Start of SOURCE DOCUMENT
3 min read

Business Lesson: Pick Your Battles

A busted leg led to my first job, an unexpected encounter with a childhood hero, and a valuable lesson.
Business Lesson: Pick Your Battles
Chauncey Billups
Arrogant Towel Boy

My hoop dreams turned into a nightmare one morning when I got out of bed and collapsed to the floor. The day before, I’d been flying high–literally–dunking at a local elementary school. Sure, the rim was only 8 feet, but I was pulling off 360 windmills, Statue of Liberty jams, and between-the-legs bangers like I was auditioning for the And1 mixtape tour.

Turns out, my leg was shot. I had to start physical therapy, which felt like the end of the world. But if you know anything about me, I don’t stay down for long. So, I asked the therapy clinic if they were hiring, and just like that, I landed my first job: working the front desk at the Colorado Athletic Club.

You’d think folding towels and scanning membership cards would be boring, but I loved it. The place was upscale, the kind of gym you could spend hours at without realizing it. Everyone was friendly, and I got to soak in the vibes of success.

One day, my childhood hero walked through the door: Chauncey Billups. If you’re from Colorado, you know that name. I’d watched him play in high school, seen ESPN cameras in our tiny gym to cover him. He was a McDonald’s All-American, 3rd pick in the NBA Draft, NBA Champion and Finals MVP, Hall of Fame player, and now the head coach of the Portland Trail Blazers. And there he was, standing right in front of me. I checked him in, played it cool, and even ended up playing basketball with the biggest sports star in Colorado not named John Elway.

Back then, I was all about fashion. I planned my outfits every night and ironed every piece of clothing–sometimes twice. My brother took it a step further, ironing his socks and underwear, but I wasn’t far off. The employee uniform was a white polo shirt and khakis, but I found a way to stand out: I’d wear brightly colored T-shirts under the polo to match my sneakers. If I was working five days, I had five colors–blue, red, yellow, orange, purple. Never repeating, no way.

In my mind, I looked fly. But one day, my boss told me to stop. “Only white undershirts,” they said. I was pissed. I checked the employee handbook–it said “white polo and khakis.” Nothing about T-shirts or shoes. I knew I was right and decided I wasn’t backing down.

For a while, they let it slide. Then they brought it up again. Maybe they asked nicely, but to me, it felt like they were picking on me.

I vented to my mom like I was being oppressed, assaulted, my manhood, my individuality, my humanity was being stripped from me in those t-shirts. She listened and told me to pick my battles.

I didn’t listen, I quit.

It took me many years later to learn which battles are worth my emotions.
End of SOURCE DOCUMENT
_WHAT YOU HAVE TO DO_. From the essay on picking your battles, extract the passage starting with "I vented to" and going on through "worth my emotions.", copied word for word.
Start of SOURCE MATERIAL
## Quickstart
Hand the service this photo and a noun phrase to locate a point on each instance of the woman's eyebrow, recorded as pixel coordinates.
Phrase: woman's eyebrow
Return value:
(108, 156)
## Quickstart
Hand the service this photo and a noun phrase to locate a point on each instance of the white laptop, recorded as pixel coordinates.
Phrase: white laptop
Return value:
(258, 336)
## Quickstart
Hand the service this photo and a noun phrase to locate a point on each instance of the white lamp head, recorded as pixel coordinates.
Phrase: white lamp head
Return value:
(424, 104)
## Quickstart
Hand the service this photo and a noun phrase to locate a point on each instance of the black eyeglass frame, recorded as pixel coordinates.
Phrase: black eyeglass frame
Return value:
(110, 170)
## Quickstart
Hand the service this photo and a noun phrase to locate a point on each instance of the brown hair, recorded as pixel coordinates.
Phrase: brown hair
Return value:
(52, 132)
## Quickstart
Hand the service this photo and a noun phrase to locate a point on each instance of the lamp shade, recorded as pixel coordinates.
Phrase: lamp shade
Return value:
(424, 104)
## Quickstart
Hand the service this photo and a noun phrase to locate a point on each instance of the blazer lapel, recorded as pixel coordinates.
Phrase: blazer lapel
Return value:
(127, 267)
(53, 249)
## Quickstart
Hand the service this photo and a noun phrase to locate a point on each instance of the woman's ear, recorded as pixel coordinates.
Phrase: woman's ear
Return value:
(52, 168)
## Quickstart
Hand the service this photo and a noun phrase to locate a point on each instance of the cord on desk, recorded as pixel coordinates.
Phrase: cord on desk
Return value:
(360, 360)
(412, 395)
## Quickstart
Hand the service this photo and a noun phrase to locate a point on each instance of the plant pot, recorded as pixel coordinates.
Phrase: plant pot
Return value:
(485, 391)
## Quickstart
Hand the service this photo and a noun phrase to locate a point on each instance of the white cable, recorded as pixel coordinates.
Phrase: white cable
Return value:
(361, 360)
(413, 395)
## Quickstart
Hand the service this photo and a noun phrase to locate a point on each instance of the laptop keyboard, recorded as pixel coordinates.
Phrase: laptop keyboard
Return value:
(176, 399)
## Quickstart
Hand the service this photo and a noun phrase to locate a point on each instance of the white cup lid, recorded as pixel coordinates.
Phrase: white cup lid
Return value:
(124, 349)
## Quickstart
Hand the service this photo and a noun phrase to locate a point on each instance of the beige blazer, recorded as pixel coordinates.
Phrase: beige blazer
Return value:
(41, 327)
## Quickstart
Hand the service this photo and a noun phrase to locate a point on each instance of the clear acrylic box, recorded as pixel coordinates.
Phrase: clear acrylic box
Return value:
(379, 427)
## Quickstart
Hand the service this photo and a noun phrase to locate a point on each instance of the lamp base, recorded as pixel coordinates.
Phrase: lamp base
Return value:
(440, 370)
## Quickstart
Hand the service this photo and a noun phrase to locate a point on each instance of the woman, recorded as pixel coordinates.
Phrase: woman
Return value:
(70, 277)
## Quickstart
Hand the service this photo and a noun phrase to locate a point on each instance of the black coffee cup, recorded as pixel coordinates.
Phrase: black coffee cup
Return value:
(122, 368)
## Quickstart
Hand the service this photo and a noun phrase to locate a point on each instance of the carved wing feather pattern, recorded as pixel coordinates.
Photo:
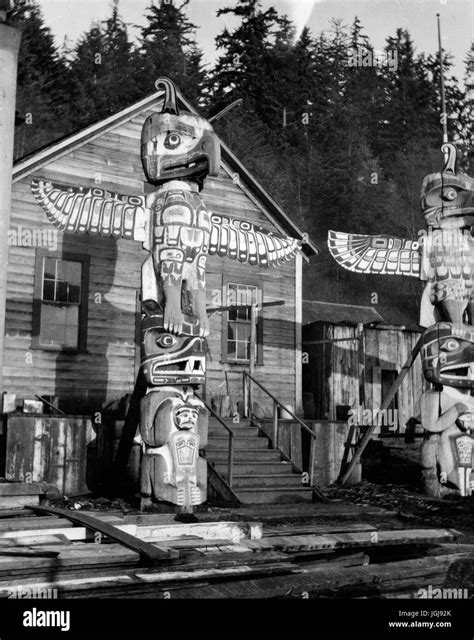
End of SOURCE MATERIAL
_TASK ANSWER_.
I vented to my mom like I was being oppressed, assaulted, my manhood, my individuality, my humanity was being stripped from me in those t-shirts. She listened and told me to pick my battles.

I didn’t listen, I quit.

It took me many years later to learn which battles are worth my emotions.